Recorded data:
[Start of section]

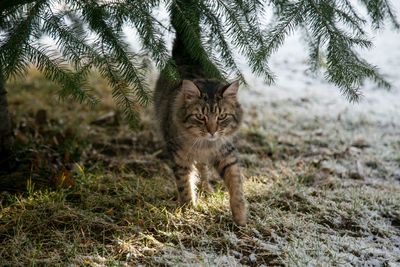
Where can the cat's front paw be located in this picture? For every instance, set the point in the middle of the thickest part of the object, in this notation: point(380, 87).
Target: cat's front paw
point(239, 213)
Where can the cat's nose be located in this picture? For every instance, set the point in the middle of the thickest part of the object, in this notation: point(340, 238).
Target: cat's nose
point(212, 128)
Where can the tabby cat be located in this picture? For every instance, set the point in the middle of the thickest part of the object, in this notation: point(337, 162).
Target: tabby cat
point(198, 118)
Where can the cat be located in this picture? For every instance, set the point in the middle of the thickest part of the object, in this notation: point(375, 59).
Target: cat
point(198, 118)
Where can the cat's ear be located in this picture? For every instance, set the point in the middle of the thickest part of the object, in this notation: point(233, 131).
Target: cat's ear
point(231, 91)
point(190, 90)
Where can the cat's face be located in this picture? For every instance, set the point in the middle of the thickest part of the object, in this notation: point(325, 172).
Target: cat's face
point(210, 110)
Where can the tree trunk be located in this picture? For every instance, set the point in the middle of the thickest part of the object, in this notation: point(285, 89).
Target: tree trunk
point(6, 138)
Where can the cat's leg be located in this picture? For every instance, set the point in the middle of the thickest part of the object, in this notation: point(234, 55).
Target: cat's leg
point(229, 169)
point(204, 178)
point(185, 178)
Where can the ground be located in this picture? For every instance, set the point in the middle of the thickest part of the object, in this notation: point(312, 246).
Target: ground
point(322, 179)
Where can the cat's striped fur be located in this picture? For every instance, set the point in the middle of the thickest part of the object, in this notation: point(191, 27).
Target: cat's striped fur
point(198, 119)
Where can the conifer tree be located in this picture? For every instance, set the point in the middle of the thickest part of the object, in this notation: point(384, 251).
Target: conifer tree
point(334, 28)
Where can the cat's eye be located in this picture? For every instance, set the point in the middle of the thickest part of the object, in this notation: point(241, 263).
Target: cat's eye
point(199, 116)
point(222, 116)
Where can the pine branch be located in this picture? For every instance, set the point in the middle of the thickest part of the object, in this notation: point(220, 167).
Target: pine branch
point(12, 48)
point(55, 69)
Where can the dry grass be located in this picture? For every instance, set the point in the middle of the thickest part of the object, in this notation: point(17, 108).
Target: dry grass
point(98, 194)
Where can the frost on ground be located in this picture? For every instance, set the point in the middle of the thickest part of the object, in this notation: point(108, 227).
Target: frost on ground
point(322, 179)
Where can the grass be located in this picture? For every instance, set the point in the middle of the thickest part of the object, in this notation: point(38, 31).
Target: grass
point(92, 192)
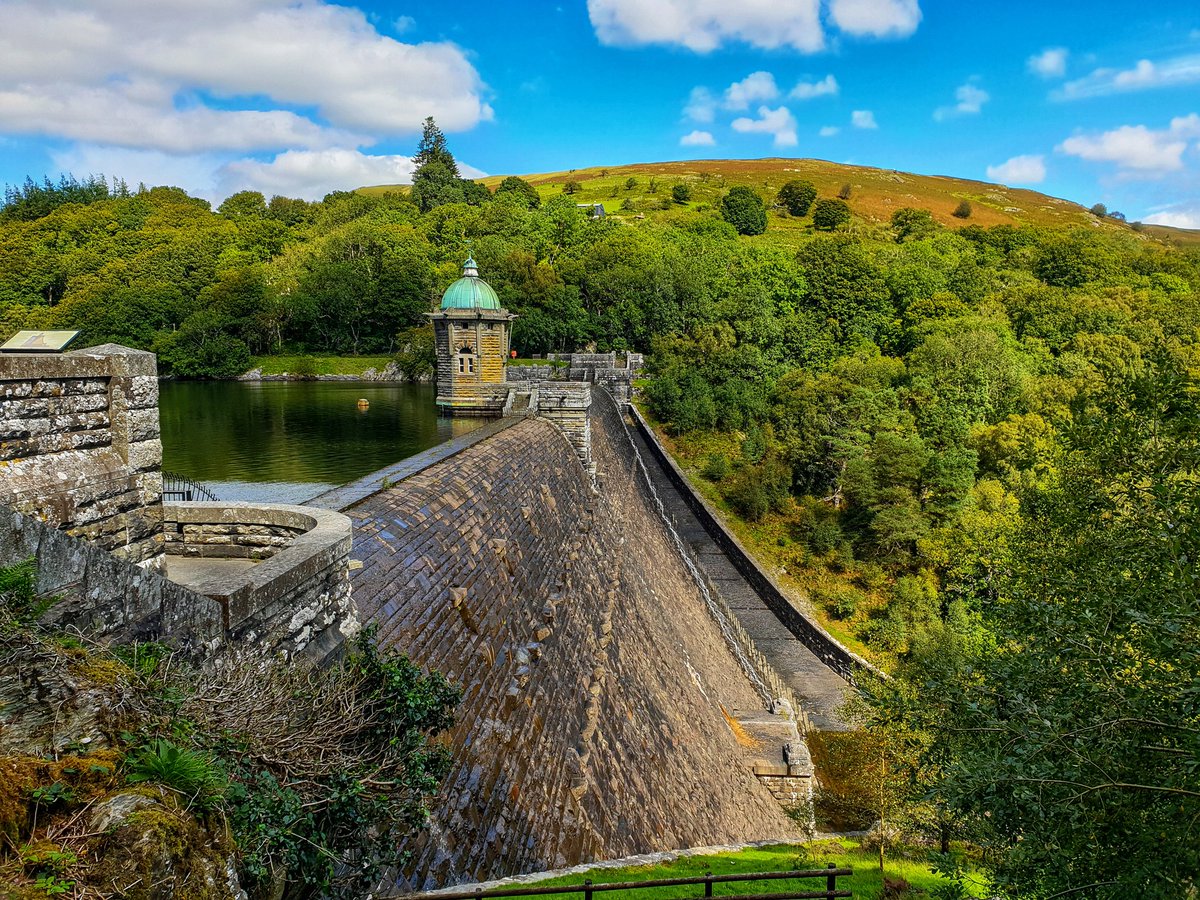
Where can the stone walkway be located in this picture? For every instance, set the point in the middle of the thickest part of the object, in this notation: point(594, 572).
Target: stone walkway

[End of section]

Task statement:
Tell how many lines of the records above hold the string "stone". Give no other text.

Reply to the exercise:
2